• Objective: Add 106 to every pixel coordinate in the answers of the records, starting with the line that contains "Locate the black" and going on through the line that contains "left=365, top=178, right=467, bottom=256". Write out all of those lines again, the requests included, with only the coordinates changed.

• Records:

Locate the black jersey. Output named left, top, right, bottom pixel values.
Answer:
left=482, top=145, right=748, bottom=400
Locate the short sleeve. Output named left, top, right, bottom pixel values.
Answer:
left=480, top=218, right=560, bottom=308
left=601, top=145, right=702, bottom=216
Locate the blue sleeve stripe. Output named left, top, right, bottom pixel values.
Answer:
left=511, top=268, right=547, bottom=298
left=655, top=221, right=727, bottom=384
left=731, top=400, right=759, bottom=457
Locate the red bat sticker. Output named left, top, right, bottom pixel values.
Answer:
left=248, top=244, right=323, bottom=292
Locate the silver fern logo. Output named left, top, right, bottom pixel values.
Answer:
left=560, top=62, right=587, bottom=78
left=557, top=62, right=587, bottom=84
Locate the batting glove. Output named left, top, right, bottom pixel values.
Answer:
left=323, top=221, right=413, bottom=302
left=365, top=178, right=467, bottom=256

* * *

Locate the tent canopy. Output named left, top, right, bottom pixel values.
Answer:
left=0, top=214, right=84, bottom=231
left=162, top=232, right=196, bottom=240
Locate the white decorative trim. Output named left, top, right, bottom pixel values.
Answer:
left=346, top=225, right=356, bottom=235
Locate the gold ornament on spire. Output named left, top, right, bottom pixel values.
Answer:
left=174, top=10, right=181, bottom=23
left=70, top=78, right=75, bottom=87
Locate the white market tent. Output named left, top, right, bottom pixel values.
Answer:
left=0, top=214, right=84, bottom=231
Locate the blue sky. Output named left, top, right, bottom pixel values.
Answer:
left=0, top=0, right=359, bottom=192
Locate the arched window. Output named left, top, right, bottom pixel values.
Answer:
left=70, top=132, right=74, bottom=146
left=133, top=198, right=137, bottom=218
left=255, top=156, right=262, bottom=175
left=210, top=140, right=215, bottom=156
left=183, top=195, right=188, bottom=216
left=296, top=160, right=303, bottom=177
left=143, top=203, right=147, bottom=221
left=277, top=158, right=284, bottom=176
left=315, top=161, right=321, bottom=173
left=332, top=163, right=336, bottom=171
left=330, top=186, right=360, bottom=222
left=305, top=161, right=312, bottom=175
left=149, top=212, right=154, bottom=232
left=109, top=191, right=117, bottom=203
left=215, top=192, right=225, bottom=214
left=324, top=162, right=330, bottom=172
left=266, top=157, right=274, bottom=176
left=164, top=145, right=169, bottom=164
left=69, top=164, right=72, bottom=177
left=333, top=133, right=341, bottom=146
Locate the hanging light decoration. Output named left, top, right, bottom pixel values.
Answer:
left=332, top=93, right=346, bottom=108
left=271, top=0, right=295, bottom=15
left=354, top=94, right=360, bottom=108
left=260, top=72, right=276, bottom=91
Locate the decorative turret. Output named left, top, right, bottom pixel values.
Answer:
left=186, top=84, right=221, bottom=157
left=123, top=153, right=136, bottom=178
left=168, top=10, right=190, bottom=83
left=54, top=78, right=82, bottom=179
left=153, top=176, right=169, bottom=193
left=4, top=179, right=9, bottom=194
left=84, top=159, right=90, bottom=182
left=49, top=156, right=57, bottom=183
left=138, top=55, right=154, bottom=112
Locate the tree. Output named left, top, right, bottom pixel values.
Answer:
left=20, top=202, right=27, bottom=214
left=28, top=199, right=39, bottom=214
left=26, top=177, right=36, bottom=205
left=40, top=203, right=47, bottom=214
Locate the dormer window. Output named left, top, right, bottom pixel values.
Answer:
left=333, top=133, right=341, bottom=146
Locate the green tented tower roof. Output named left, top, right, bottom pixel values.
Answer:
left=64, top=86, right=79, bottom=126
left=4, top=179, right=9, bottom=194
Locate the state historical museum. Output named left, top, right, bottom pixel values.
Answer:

...

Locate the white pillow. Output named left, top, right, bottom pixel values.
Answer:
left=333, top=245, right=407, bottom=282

• The solution:
Locate the black jersey. Output named left, top, right, bottom pixel values.
Answer:
left=588, top=251, right=854, bottom=506
Locate the short sleeve. Output named left, top, right, bottom pixel values.
Answer:
left=586, top=324, right=666, bottom=414
left=707, top=251, right=808, bottom=322
Locate the blue sleeve stripe. Output named left, top, right, bottom pixel values.
Answer:
left=617, top=374, right=653, bottom=404
left=761, top=327, right=833, bottom=490
left=837, top=506, right=865, bottom=563
Locate the red bat sticker. Output named left, top, right, bottom pixel values.
Answer:
left=354, top=350, right=429, bottom=398
Locate the silver fern logo. Output named left, top, right, bottom pixel values.
Answer:
left=666, top=168, right=693, bottom=184
left=663, top=168, right=693, bottom=190
Locate the batting glove. Output named left, top, right, bottom pixel values.
Answer:
left=429, top=327, right=519, bottom=408
left=471, top=284, right=573, bottom=362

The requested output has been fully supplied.